### Task objective
Of all the entries below, retype only the lines from the one with "pick out the forested" through the one with "pick out the open", exactly as they appear.

### Records shown
┄┄┄┄┄┄┄┄┄┄┄┄┄┄┄┄┄┄┄┄

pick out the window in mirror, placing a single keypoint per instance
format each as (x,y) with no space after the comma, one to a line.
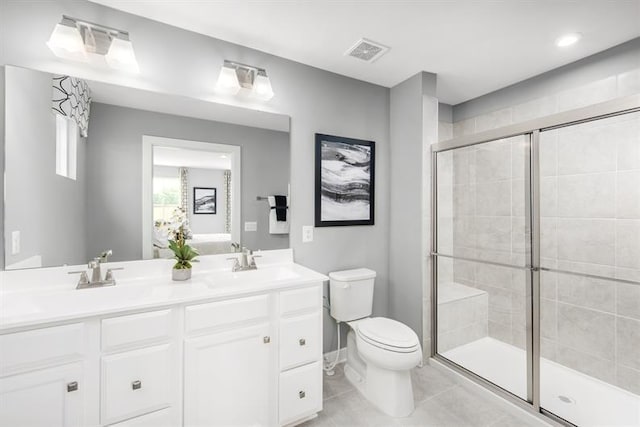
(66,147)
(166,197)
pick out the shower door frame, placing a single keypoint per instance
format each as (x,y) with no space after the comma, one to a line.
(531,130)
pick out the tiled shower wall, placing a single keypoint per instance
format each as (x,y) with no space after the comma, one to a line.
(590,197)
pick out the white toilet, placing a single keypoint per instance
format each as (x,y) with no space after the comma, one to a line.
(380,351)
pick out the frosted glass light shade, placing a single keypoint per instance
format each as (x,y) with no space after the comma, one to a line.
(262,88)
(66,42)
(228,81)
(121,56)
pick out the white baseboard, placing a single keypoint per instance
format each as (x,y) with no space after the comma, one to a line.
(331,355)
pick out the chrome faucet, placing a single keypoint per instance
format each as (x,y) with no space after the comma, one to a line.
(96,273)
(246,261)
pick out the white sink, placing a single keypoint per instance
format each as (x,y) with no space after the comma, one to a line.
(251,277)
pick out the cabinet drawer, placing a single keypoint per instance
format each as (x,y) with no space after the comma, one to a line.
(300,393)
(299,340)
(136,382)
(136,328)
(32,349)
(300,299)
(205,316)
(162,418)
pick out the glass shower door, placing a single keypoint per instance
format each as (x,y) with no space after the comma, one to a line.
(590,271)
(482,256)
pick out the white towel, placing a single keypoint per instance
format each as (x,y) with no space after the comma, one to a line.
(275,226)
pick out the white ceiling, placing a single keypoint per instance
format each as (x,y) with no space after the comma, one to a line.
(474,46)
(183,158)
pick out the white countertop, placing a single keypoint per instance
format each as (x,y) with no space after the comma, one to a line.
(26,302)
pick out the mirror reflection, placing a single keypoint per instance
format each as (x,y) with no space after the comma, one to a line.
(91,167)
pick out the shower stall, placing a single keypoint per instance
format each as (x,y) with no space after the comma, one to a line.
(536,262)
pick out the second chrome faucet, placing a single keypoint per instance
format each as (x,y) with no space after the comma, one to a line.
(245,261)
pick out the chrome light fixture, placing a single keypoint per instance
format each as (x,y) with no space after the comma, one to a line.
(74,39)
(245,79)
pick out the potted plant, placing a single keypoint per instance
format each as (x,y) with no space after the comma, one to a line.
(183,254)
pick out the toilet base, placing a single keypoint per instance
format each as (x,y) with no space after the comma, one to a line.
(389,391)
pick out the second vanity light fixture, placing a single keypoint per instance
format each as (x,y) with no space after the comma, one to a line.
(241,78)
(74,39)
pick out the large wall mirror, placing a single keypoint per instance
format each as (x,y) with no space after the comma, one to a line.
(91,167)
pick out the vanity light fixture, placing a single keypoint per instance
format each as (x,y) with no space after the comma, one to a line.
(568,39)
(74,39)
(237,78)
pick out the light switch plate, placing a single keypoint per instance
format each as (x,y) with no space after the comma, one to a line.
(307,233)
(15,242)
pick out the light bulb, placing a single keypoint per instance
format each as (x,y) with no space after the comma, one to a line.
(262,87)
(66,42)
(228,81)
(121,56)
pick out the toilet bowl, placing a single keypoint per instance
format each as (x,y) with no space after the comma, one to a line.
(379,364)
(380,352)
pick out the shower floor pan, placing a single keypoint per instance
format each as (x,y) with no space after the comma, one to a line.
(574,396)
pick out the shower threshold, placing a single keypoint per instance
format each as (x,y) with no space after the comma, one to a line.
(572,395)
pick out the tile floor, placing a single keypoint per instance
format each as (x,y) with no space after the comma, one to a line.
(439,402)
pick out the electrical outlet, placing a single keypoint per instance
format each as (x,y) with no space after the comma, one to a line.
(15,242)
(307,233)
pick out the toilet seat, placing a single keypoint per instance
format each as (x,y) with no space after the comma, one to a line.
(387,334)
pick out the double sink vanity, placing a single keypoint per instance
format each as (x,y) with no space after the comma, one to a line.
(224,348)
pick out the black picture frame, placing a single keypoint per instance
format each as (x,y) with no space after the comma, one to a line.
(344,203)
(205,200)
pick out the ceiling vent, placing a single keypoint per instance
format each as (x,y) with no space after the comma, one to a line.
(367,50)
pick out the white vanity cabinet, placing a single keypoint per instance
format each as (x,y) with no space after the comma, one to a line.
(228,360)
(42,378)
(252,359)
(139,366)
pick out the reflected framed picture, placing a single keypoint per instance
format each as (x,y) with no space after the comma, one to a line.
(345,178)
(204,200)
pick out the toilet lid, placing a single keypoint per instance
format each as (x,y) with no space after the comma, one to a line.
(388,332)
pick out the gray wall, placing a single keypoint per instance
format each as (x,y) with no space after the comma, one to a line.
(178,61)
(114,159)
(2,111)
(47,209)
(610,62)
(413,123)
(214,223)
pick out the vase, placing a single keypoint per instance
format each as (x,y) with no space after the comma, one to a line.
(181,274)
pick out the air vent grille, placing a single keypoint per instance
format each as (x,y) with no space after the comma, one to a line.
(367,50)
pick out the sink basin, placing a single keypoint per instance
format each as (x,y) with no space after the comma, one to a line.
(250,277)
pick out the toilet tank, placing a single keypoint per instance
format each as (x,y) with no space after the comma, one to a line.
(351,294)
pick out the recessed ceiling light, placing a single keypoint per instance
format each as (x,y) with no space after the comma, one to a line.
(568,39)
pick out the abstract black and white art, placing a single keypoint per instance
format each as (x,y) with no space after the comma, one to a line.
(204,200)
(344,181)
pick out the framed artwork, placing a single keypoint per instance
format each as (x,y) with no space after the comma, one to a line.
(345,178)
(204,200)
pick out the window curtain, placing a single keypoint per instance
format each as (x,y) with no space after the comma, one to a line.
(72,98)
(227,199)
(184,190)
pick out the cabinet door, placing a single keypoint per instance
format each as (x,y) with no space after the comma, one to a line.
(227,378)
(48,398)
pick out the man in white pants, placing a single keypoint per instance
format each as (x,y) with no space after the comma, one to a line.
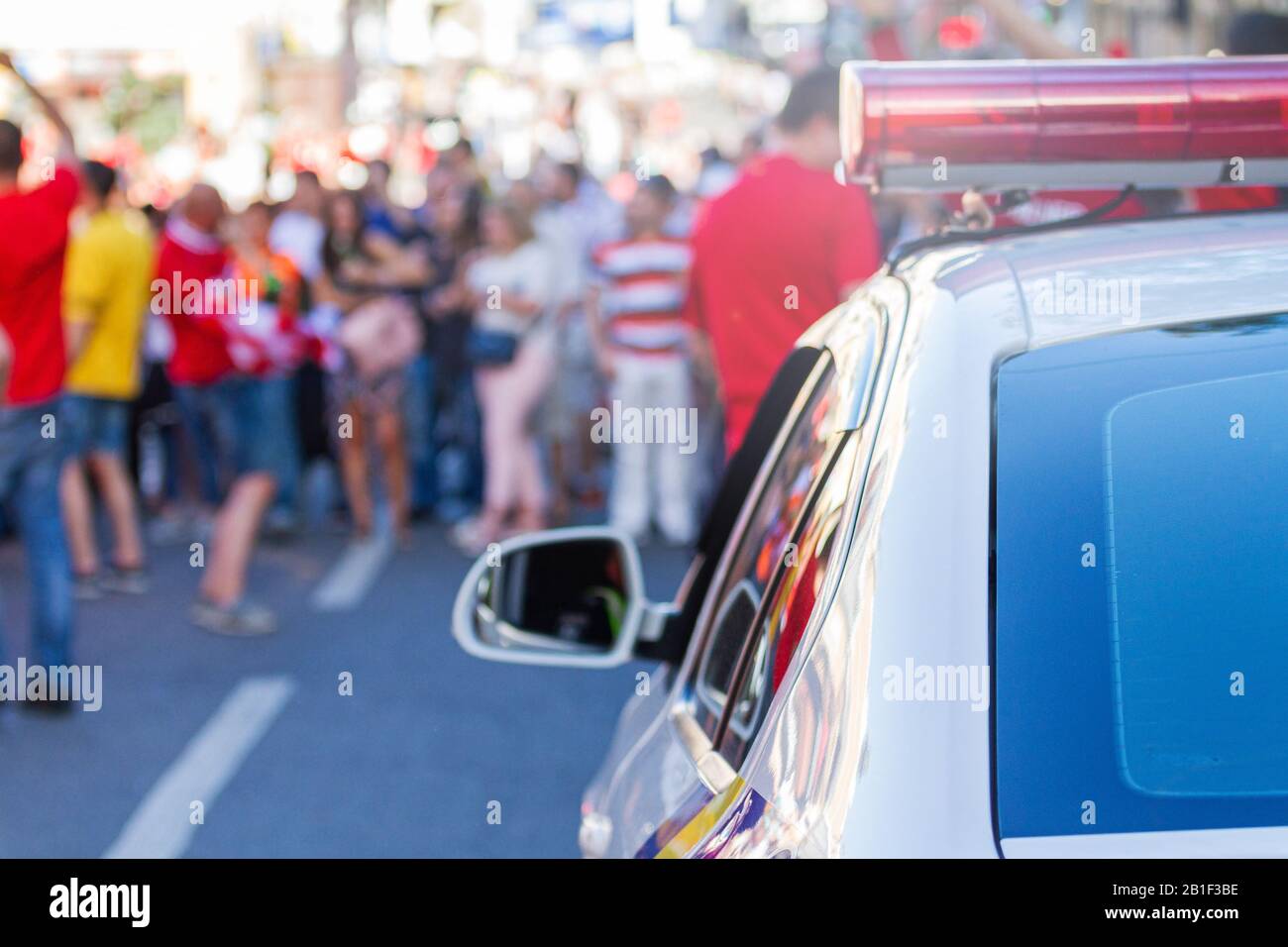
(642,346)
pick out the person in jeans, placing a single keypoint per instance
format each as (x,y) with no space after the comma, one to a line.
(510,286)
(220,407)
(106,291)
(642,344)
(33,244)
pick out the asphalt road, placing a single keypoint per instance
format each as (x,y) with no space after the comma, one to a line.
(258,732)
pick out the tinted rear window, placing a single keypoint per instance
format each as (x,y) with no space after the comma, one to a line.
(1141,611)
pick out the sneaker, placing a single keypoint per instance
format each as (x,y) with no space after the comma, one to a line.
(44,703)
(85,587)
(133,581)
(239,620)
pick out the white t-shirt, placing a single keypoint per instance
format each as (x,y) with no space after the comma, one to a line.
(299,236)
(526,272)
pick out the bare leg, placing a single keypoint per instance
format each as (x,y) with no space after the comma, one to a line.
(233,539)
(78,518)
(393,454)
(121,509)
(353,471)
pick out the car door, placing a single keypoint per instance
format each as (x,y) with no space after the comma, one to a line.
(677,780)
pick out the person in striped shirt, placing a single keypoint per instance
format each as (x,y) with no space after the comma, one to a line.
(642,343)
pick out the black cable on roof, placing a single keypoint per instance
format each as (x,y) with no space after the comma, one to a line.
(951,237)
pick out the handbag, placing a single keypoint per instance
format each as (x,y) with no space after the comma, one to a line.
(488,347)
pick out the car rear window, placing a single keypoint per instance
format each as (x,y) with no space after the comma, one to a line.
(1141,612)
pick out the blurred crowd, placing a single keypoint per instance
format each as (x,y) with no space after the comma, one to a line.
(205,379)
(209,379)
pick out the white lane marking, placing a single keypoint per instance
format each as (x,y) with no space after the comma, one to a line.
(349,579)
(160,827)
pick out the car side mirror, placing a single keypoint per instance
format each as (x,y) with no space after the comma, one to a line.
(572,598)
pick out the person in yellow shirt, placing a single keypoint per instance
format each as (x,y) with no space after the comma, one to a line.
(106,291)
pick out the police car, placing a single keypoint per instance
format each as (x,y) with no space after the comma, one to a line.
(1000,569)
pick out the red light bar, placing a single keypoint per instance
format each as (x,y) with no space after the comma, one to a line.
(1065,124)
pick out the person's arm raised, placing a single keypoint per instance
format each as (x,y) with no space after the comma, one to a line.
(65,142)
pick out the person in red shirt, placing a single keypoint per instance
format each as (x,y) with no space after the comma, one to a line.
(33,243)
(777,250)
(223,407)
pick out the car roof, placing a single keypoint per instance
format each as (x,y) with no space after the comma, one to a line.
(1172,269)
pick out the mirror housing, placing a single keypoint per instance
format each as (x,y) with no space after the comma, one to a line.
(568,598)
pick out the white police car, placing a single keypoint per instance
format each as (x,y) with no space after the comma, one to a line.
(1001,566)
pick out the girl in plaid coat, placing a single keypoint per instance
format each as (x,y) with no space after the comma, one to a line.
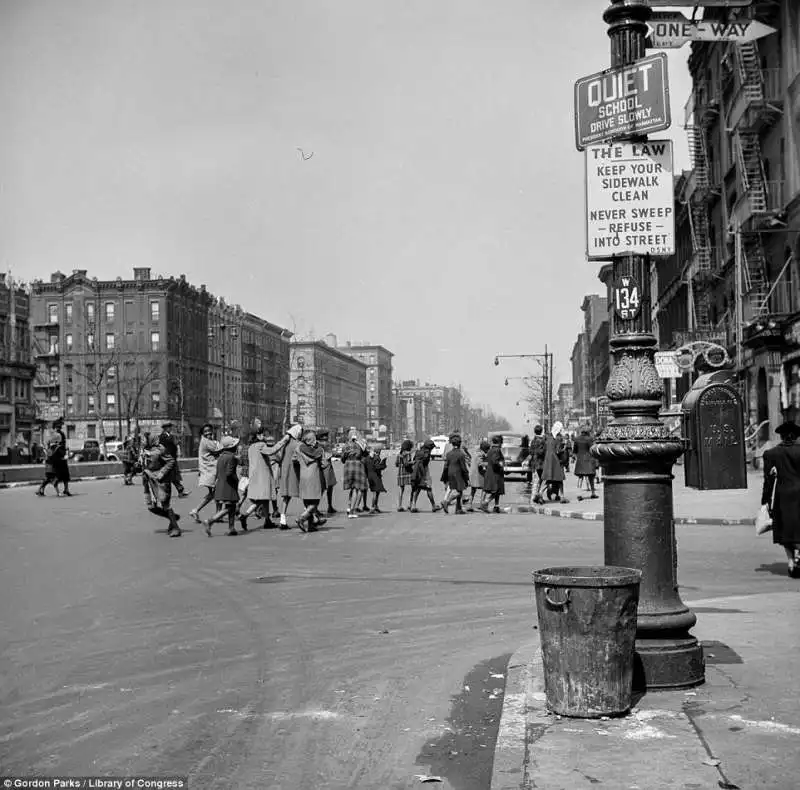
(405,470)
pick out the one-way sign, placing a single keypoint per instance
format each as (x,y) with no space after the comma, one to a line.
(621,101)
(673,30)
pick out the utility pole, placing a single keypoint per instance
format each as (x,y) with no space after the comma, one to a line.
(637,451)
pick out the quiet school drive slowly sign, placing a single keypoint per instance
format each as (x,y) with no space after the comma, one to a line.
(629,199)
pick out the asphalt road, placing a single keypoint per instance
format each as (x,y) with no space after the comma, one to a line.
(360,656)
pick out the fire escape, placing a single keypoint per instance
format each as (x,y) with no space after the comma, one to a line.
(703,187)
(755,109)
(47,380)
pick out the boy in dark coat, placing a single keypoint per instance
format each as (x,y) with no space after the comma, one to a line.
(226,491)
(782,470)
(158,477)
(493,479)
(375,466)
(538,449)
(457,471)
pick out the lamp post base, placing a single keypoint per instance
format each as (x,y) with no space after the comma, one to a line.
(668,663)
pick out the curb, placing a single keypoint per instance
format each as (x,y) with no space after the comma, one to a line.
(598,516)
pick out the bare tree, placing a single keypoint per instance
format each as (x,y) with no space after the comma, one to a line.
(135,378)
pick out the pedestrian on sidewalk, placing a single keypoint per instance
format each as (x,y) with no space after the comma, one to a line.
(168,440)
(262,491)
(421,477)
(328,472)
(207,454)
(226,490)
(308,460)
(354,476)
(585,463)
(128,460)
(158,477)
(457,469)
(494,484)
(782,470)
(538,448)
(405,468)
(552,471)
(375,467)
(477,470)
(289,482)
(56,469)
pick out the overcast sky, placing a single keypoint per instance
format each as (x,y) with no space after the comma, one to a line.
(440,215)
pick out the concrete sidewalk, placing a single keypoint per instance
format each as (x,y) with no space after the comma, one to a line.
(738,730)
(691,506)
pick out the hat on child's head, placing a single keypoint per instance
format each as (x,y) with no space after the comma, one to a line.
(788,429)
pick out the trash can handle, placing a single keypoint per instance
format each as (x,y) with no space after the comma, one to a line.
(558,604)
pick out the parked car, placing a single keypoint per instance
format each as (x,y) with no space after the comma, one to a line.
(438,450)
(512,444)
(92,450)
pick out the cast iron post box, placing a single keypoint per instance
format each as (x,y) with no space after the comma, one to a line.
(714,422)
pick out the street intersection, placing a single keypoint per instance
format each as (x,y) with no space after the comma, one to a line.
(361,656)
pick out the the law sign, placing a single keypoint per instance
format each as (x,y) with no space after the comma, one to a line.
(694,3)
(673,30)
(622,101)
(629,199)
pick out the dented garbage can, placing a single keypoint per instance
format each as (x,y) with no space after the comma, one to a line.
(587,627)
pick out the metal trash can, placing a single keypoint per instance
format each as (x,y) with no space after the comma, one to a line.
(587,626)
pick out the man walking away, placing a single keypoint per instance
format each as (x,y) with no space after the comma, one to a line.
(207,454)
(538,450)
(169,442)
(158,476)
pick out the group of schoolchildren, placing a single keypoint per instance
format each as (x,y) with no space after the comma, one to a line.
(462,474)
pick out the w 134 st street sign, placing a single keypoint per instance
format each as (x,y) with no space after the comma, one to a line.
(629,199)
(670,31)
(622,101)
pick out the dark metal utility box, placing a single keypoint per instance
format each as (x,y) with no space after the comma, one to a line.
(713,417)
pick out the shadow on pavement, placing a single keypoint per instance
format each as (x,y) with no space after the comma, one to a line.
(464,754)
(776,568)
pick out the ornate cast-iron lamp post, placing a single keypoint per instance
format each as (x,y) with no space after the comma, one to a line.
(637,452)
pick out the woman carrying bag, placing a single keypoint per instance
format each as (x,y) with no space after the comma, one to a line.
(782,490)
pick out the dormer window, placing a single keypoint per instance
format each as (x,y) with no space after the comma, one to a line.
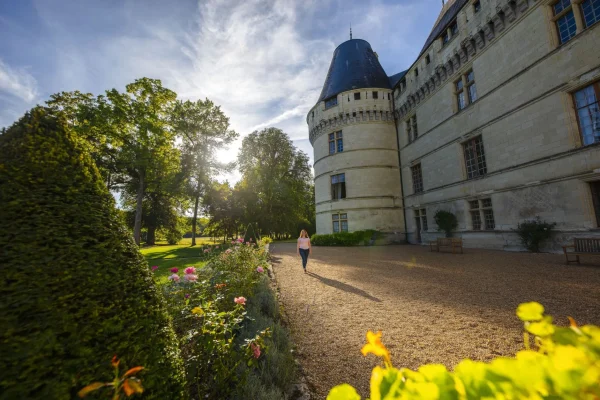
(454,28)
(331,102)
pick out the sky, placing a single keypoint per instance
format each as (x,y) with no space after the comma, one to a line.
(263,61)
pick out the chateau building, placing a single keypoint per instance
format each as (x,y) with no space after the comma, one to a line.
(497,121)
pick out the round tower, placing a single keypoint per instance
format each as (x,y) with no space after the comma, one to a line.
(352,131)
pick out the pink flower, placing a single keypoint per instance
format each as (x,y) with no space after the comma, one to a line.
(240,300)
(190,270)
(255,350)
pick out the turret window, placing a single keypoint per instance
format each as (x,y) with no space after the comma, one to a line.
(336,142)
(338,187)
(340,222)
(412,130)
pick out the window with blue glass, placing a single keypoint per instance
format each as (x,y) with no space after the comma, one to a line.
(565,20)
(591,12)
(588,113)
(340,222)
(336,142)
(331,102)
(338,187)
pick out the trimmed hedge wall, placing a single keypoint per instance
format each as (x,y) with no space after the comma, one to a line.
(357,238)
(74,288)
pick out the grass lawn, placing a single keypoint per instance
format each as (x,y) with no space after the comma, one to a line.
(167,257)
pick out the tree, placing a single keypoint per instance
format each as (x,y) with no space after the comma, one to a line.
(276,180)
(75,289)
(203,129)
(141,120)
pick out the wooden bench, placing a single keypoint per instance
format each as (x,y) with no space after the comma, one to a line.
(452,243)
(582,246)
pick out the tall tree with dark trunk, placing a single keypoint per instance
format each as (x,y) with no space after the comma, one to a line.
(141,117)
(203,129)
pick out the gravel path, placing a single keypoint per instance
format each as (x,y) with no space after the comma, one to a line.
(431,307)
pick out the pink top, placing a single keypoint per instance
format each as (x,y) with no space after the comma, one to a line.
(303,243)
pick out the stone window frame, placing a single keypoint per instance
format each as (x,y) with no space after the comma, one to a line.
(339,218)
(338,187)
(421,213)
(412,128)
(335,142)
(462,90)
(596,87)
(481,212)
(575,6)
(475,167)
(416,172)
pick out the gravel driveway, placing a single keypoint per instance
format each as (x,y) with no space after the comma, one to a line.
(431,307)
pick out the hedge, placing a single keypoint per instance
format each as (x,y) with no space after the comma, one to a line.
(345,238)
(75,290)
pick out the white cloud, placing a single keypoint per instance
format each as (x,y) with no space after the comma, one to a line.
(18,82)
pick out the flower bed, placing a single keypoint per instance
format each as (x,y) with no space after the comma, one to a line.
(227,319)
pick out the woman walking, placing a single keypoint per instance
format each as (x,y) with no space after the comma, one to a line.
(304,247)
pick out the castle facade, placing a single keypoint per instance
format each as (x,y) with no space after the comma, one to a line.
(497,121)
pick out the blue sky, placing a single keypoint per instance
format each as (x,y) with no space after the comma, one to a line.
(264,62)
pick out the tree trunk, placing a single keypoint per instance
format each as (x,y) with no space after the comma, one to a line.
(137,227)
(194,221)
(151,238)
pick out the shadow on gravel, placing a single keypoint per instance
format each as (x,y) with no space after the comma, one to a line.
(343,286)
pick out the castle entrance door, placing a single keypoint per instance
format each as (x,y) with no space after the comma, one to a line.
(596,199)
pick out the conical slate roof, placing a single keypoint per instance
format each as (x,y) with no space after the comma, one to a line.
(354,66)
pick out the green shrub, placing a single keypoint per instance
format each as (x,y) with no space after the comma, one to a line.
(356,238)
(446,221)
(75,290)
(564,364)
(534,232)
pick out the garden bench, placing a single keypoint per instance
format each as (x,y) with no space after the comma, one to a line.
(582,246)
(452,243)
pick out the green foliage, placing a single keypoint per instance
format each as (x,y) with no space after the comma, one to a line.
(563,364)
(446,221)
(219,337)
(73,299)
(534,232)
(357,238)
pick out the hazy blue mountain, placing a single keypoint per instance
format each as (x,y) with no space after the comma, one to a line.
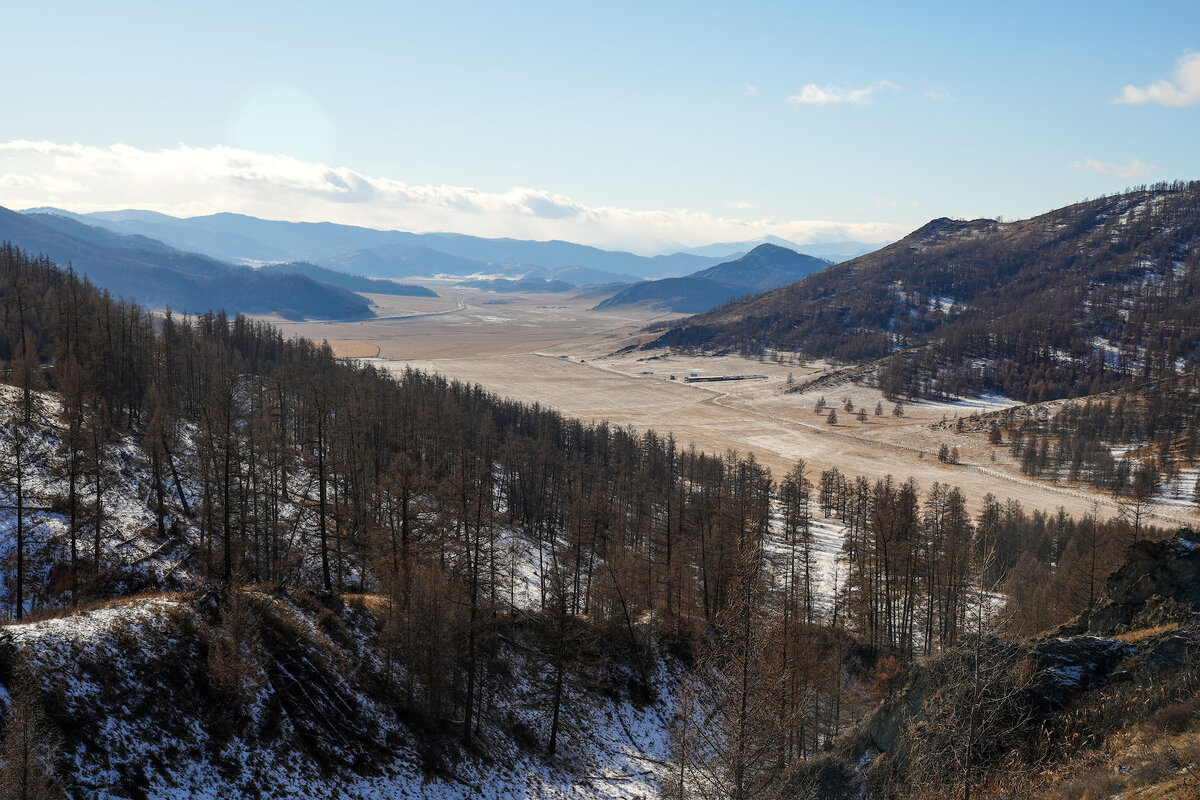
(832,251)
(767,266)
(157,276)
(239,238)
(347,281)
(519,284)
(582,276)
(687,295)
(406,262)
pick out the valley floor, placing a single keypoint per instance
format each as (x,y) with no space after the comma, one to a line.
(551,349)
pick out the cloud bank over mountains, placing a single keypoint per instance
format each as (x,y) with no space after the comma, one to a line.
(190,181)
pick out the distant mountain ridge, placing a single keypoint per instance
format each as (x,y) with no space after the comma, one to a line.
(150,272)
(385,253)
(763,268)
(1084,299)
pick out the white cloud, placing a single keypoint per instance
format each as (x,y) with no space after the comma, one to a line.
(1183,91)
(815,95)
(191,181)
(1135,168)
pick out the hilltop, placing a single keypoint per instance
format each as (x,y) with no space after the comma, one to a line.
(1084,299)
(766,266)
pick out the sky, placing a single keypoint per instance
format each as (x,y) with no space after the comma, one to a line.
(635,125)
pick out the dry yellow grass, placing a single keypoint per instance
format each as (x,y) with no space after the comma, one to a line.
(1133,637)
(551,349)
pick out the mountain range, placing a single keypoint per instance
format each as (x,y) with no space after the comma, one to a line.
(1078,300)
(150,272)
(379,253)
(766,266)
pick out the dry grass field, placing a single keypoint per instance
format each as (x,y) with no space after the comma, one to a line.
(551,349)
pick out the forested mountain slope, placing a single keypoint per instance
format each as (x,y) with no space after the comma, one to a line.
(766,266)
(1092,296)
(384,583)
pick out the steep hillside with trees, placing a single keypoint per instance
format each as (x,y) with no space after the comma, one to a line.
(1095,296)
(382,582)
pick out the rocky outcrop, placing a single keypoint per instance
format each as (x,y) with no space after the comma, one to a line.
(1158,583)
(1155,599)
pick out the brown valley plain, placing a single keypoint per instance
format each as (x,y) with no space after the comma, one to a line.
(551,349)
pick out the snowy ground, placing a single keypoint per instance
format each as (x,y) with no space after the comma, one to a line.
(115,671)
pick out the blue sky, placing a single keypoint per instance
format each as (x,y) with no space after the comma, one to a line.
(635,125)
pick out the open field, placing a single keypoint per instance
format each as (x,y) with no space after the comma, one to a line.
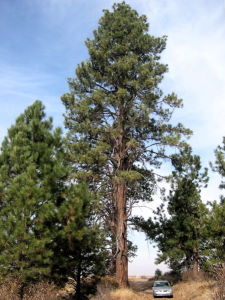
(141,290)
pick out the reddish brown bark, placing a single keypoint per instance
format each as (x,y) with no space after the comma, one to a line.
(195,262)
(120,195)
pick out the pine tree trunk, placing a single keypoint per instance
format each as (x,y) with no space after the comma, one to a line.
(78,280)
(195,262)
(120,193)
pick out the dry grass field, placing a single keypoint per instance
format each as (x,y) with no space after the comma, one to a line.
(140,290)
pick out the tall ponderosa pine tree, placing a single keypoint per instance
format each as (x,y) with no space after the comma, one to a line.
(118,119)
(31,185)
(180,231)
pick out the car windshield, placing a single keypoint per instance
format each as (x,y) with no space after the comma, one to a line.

┄┄┄┄┄┄┄┄┄┄┄┄┄┄┄┄┄┄┄┄

### Reply to the exercise
pick out the forested mountain slope, placing a single keypoint per instance
format each as (x,y) with no space after the comma, one to a line.
(766,266)
(1092,296)
(384,583)
pick out the steep hillside with trees, placing a single keypoint per instance
format each as (x,y) with no space after the comma, one to a line.
(1095,296)
(382,582)
pick out the rocky outcrop, placing a single keypoint per instance
format each as (x,y) with no space after the comma, one to a line.
(1158,583)
(1155,599)
pick out the brown valley plain, placing a single keypoint per instance
format each as (x,y) with no space after the comma, one to a line.
(551,349)
pick out the snowy ground, placing a single keypoint per instance
format each as (x,y) with no space after the comma, one to a line.
(115,671)
pick out the blue sky, placing a single keypoint per instance
format each as (x,y) with no space after the comma, one to a line.
(635,125)
pick out the open field, placing a single keypoint per instance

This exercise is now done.